### [Records provided]
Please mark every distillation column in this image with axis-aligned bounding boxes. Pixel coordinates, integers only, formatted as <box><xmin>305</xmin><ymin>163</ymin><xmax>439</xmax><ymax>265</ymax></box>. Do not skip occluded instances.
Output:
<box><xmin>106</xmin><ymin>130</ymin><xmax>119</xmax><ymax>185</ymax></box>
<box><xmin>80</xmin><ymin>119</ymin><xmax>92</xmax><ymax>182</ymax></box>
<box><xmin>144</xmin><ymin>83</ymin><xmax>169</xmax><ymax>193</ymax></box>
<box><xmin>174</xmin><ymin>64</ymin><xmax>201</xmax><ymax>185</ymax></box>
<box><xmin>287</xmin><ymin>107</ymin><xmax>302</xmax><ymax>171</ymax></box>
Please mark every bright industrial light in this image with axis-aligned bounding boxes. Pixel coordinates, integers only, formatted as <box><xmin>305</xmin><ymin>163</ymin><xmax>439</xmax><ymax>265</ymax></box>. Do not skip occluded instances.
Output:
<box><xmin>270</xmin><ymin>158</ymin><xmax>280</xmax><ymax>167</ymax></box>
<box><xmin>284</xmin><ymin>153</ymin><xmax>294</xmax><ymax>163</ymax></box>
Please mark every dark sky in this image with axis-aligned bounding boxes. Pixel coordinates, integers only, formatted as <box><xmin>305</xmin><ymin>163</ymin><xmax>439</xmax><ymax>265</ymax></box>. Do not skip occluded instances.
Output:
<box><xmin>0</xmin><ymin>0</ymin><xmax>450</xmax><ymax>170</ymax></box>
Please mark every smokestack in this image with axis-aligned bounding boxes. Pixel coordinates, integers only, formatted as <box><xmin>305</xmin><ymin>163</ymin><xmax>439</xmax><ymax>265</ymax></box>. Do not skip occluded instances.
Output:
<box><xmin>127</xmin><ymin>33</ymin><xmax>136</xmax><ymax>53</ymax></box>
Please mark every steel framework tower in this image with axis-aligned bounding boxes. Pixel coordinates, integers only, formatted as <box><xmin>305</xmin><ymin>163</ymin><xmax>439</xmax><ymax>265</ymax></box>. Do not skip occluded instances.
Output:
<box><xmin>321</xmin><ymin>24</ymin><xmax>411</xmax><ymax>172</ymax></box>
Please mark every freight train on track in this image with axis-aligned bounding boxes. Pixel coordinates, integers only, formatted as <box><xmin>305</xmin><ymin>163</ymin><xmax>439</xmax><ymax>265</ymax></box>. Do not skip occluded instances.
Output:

### [The request]
Reproduce every line of the data above verbatim, from the first line through the final "Output:", changing nothing.

### [Correct answer]
Please mark every distillation column in this image with axis-aligned bounding boxes. Pixel coordinates, integers only, formatted as <box><xmin>305</xmin><ymin>163</ymin><xmax>439</xmax><ymax>265</ymax></box>. Do not skip occluded instances.
Output:
<box><xmin>106</xmin><ymin>130</ymin><xmax>119</xmax><ymax>185</ymax></box>
<box><xmin>80</xmin><ymin>119</ymin><xmax>92</xmax><ymax>182</ymax></box>
<box><xmin>144</xmin><ymin>83</ymin><xmax>169</xmax><ymax>193</ymax></box>
<box><xmin>174</xmin><ymin>64</ymin><xmax>201</xmax><ymax>185</ymax></box>
<box><xmin>287</xmin><ymin>107</ymin><xmax>302</xmax><ymax>171</ymax></box>
Please mark every bright industrial light in this image with axis-aligned bounding boxes. Pixel coordinates, integers only, formatted as <box><xmin>305</xmin><ymin>163</ymin><xmax>439</xmax><ymax>265</ymax></box>. Do not skip occluded instances.
Output:
<box><xmin>270</xmin><ymin>158</ymin><xmax>280</xmax><ymax>167</ymax></box>
<box><xmin>284</xmin><ymin>153</ymin><xmax>294</xmax><ymax>163</ymax></box>
Please mark every dark sky in this image with axis-aligned bounding boxes. Pixel coordinates, integers only, formatted as <box><xmin>305</xmin><ymin>163</ymin><xmax>439</xmax><ymax>265</ymax></box>. Do not skip occluded instances.
Output:
<box><xmin>0</xmin><ymin>0</ymin><xmax>450</xmax><ymax>170</ymax></box>
Please mark every smokestack in this image with axis-aligned bounding boxes. Pixel coordinates, integers only, formatted as <box><xmin>305</xmin><ymin>163</ymin><xmax>439</xmax><ymax>265</ymax></box>. Do not skip occluded instances.
Output:
<box><xmin>127</xmin><ymin>33</ymin><xmax>136</xmax><ymax>53</ymax></box>
Please mark every steel framework tower in this image with axis-aligned bounding boxes. Pixel coordinates, integers only, formatted as <box><xmin>305</xmin><ymin>163</ymin><xmax>439</xmax><ymax>265</ymax></box>. Do not skip occluded instances.
Output:
<box><xmin>321</xmin><ymin>24</ymin><xmax>411</xmax><ymax>172</ymax></box>
Please mark every freight train on track in this image with axis-aligned bounding boxes. Pixel coordinates, integers only, formatted as <box><xmin>305</xmin><ymin>163</ymin><xmax>439</xmax><ymax>265</ymax></box>. Do not skip occluded instances.
Output:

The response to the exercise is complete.